WHAT IS EXPECTED -
Output as a JSON list of strings every line from the one containing "# point at: the rear bumper" down to the end of the records, both ends included, with one string per line and any blank lines omitted.

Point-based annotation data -
▼▼▼
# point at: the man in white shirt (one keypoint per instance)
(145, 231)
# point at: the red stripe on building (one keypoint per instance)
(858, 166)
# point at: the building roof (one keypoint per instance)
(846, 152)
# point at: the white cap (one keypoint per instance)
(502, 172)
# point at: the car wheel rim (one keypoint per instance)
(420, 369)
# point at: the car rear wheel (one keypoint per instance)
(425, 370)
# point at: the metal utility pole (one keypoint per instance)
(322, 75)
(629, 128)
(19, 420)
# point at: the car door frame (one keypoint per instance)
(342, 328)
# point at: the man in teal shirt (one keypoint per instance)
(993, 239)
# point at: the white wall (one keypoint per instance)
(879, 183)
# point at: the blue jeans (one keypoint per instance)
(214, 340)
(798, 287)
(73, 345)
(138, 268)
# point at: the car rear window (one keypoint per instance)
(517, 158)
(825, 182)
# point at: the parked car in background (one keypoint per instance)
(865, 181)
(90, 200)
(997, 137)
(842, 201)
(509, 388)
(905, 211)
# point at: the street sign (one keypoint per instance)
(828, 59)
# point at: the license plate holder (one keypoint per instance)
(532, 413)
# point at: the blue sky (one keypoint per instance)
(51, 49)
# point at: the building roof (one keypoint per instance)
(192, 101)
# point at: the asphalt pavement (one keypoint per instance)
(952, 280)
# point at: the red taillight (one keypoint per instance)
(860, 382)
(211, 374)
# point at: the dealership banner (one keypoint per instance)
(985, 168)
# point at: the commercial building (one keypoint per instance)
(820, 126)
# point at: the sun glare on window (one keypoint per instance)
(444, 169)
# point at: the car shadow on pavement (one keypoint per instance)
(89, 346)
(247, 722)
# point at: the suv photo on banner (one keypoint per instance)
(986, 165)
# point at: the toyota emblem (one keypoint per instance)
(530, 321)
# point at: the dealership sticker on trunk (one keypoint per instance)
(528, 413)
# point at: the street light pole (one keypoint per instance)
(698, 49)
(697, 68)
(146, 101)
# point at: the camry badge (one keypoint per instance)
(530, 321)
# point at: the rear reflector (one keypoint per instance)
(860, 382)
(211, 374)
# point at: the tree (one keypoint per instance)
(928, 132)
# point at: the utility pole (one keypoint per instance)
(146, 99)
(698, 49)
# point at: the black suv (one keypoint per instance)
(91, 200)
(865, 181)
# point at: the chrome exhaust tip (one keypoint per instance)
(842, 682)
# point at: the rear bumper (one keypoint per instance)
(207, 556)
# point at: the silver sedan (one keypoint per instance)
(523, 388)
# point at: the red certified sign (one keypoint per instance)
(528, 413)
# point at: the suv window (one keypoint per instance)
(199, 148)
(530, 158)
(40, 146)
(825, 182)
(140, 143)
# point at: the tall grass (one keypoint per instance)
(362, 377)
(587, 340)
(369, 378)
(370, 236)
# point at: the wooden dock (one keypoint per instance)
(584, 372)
▲▲▲
RESPONSE BELOW -
[
  "# point at: the rear bumper (one keypoint per instance)",
  "(207, 556)",
  "# point at: the silver sedan (one keypoint per instance)",
  "(523, 388)",
  "# point at: the red certified sign (one keypoint per instance)",
  "(528, 413)",
  "# point at: the suv window (one keypoint per instance)",
  "(199, 148)",
  "(530, 158)",
  "(40, 146)",
  "(825, 182)",
  "(140, 143)",
  "# point at: the tall grass (one keypoint per instance)",
  "(362, 377)",
  "(587, 340)",
  "(369, 378)",
  "(370, 236)",
  "# point at: the wooden dock (one keypoint per instance)",
  "(584, 372)"
]